- **WRITTEN REQUEST**
Count how many lines of the records below contain the string "metal", treating it as case-sensitive. Give only the number.

Records in a dataset

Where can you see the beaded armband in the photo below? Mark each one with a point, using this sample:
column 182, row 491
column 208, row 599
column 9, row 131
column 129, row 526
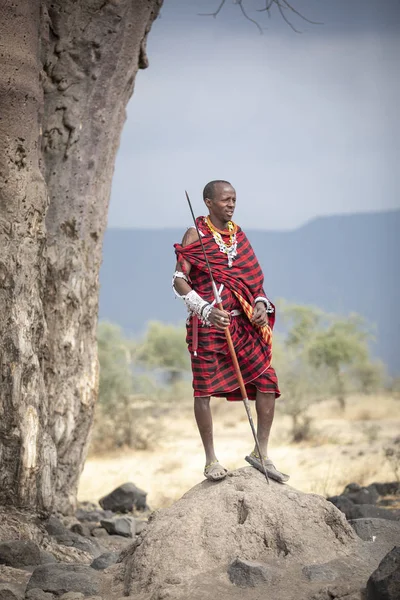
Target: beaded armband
column 268, row 305
column 196, row 305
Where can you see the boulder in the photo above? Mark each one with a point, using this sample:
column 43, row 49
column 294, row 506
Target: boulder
column 124, row 526
column 361, row 511
column 100, row 532
column 20, row 553
column 37, row 594
column 384, row 583
column 65, row 577
column 54, row 527
column 93, row 515
column 104, row 561
column 246, row 573
column 81, row 529
column 9, row 591
column 205, row 532
column 124, row 499
column 320, row 572
column 361, row 495
column 375, row 530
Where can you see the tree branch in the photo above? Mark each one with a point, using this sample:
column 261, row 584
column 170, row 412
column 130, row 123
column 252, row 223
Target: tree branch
column 246, row 16
column 282, row 6
column 215, row 14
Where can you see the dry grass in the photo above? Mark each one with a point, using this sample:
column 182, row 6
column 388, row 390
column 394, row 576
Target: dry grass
column 341, row 450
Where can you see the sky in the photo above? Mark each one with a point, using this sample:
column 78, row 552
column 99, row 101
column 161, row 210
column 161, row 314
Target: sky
column 302, row 124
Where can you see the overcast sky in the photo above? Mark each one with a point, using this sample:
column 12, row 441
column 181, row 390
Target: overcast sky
column 302, row 124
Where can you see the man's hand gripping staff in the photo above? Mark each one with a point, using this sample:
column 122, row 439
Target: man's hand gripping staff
column 221, row 320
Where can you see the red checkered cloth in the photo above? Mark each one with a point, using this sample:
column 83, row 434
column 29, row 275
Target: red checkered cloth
column 213, row 370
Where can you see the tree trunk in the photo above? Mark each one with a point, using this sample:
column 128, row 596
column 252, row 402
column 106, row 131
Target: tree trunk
column 87, row 54
column 27, row 453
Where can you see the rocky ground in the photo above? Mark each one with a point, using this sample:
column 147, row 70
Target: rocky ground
column 239, row 538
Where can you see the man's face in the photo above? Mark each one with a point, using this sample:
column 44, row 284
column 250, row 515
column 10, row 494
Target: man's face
column 222, row 206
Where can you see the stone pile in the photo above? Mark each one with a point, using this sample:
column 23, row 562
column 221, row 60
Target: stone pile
column 77, row 550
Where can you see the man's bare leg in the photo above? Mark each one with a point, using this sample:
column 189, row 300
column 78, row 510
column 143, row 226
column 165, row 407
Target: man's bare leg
column 202, row 412
column 265, row 407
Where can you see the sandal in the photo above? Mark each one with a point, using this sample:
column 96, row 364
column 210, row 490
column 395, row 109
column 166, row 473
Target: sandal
column 272, row 471
column 210, row 471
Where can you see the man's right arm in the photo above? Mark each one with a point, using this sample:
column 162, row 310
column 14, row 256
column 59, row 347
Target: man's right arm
column 183, row 267
column 219, row 318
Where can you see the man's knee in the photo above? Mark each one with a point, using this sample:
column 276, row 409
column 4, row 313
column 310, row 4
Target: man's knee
column 265, row 400
column 202, row 402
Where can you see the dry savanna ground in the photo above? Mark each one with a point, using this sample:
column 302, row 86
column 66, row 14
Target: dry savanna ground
column 345, row 446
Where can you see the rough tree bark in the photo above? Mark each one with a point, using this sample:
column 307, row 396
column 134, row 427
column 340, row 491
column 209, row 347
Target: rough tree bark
column 61, row 135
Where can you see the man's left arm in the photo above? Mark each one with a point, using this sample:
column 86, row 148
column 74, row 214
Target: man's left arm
column 263, row 308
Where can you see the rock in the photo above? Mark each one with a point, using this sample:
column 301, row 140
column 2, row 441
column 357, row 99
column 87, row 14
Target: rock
column 46, row 557
column 320, row 572
column 246, row 573
column 17, row 577
column 9, row 591
column 100, row 532
column 362, row 495
column 360, row 511
column 105, row 560
column 93, row 516
column 124, row 526
column 372, row 530
column 19, row 553
column 81, row 529
column 115, row 543
column 37, row 594
column 124, row 498
column 140, row 526
column 203, row 532
column 63, row 577
column 54, row 527
column 384, row 583
column 391, row 488
column 66, row 537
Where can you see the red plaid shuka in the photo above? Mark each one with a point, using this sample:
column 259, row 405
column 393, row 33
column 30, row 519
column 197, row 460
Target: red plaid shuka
column 213, row 370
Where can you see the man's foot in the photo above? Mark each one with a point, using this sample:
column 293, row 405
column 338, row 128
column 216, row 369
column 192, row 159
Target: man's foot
column 214, row 471
column 272, row 471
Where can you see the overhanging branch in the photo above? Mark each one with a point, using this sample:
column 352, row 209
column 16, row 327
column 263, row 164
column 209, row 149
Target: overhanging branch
column 282, row 6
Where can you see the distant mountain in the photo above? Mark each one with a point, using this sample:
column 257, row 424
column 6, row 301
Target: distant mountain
column 341, row 263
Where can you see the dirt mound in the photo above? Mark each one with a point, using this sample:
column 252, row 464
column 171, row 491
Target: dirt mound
column 188, row 549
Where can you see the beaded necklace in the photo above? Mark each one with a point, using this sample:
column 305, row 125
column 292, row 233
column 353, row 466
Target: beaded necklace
column 228, row 248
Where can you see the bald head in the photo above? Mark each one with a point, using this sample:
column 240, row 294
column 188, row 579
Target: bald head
column 211, row 187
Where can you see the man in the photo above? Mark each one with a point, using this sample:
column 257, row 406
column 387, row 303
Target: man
column 247, row 312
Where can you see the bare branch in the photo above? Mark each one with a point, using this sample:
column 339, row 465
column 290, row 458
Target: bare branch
column 296, row 12
column 282, row 6
column 213, row 14
column 284, row 17
column 246, row 16
column 267, row 6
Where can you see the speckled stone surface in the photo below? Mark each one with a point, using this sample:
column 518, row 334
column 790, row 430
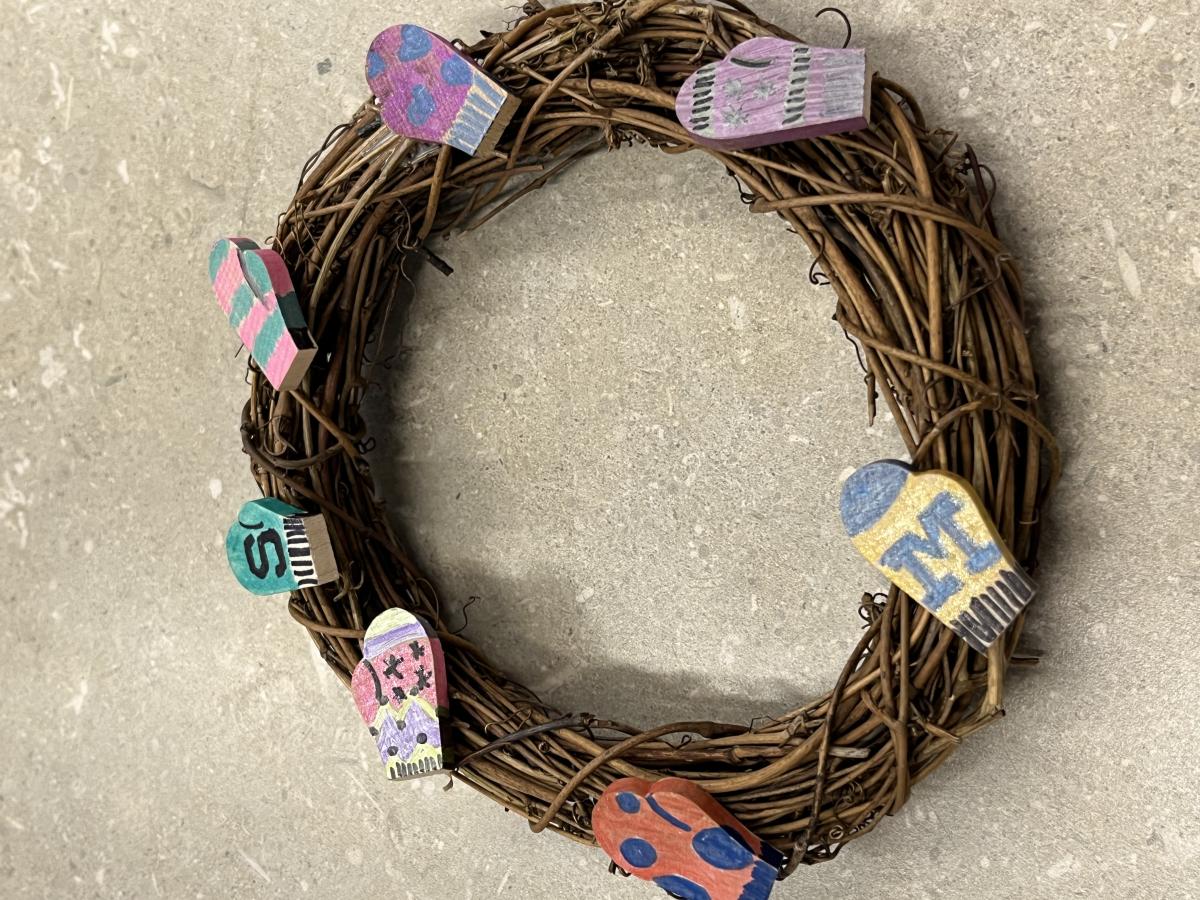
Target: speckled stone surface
column 622, row 424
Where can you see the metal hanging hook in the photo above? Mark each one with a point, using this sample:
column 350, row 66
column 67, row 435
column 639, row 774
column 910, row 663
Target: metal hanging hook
column 850, row 29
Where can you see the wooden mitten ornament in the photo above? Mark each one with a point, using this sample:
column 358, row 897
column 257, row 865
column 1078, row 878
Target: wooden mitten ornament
column 929, row 533
column 402, row 695
column 678, row 837
column 274, row 547
column 255, row 291
column 768, row 90
column 430, row 91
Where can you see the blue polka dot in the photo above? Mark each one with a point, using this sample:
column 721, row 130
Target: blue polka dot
column 628, row 802
column 639, row 853
column 421, row 106
column 375, row 65
column 666, row 816
column 414, row 43
column 682, row 887
column 718, row 847
column 456, row 71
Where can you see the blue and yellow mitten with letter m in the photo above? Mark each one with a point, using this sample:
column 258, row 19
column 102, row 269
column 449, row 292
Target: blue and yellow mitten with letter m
column 929, row 534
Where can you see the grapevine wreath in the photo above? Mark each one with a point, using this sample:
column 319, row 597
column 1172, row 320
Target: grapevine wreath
column 898, row 217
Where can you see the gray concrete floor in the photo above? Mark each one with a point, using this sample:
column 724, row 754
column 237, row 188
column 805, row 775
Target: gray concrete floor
column 622, row 424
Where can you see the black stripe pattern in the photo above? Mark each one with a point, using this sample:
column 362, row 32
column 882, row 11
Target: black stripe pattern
column 989, row 615
column 300, row 552
column 796, row 101
column 702, row 101
column 399, row 771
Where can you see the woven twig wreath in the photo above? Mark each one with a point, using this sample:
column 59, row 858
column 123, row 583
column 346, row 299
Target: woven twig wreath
column 898, row 219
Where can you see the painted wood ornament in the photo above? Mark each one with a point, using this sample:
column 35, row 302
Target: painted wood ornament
column 768, row 90
column 430, row 91
column 402, row 694
column 255, row 291
column 929, row 534
column 275, row 547
column 672, row 833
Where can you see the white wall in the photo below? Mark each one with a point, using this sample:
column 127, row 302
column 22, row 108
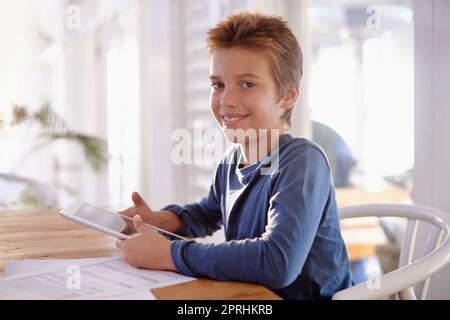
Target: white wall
column 432, row 116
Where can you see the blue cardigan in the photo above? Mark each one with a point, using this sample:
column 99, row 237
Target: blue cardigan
column 281, row 229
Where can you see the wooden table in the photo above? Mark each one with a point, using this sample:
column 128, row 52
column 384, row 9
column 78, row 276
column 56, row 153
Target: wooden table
column 364, row 234
column 44, row 234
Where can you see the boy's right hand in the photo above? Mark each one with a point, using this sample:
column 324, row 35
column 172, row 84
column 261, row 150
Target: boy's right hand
column 140, row 208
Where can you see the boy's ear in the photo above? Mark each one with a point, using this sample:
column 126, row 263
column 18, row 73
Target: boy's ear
column 291, row 96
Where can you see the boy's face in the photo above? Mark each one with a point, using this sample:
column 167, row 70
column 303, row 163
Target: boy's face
column 244, row 94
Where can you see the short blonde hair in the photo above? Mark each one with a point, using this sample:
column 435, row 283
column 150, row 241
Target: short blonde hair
column 269, row 34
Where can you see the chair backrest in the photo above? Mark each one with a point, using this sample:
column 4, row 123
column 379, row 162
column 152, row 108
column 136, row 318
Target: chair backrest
column 17, row 191
column 409, row 273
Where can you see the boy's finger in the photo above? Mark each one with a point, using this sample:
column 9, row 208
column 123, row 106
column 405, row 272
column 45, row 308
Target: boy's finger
column 119, row 244
column 138, row 224
column 137, row 199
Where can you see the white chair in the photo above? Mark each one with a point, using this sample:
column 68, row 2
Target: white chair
column 409, row 273
column 14, row 190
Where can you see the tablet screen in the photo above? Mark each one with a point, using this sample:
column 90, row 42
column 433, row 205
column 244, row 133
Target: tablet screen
column 101, row 217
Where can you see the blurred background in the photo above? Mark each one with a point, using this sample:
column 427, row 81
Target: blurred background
column 92, row 90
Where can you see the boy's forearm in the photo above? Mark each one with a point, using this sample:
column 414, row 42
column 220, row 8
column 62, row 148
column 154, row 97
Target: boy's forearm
column 168, row 220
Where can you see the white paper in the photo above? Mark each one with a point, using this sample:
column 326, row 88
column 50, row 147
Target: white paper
column 100, row 278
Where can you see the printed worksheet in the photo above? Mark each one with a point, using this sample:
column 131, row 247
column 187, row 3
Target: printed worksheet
column 99, row 279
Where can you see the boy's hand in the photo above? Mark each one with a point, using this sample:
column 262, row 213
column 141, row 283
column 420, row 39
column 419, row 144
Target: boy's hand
column 139, row 208
column 149, row 250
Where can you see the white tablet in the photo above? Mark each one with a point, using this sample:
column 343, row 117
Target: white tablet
column 96, row 218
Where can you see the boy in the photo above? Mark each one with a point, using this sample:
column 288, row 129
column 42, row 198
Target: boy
column 281, row 227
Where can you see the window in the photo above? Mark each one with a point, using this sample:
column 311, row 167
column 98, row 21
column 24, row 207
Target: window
column 362, row 82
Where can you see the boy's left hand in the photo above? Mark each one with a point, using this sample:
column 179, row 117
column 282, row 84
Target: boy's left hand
column 149, row 250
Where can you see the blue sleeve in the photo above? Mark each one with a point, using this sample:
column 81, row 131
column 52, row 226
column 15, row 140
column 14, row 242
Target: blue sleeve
column 300, row 192
column 202, row 218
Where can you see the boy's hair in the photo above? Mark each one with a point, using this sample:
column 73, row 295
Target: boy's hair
column 269, row 34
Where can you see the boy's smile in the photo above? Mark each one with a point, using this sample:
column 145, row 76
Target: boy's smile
column 243, row 91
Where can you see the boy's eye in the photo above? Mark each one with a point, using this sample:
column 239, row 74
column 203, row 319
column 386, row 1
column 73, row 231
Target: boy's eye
column 247, row 84
column 217, row 85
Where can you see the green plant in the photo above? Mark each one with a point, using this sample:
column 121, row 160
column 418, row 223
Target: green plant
column 53, row 128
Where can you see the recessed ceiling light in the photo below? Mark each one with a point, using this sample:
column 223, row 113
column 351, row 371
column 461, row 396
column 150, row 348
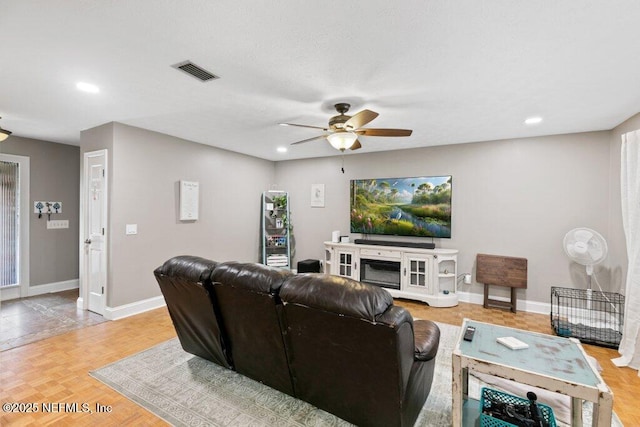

- **ANSWER BELOW**
2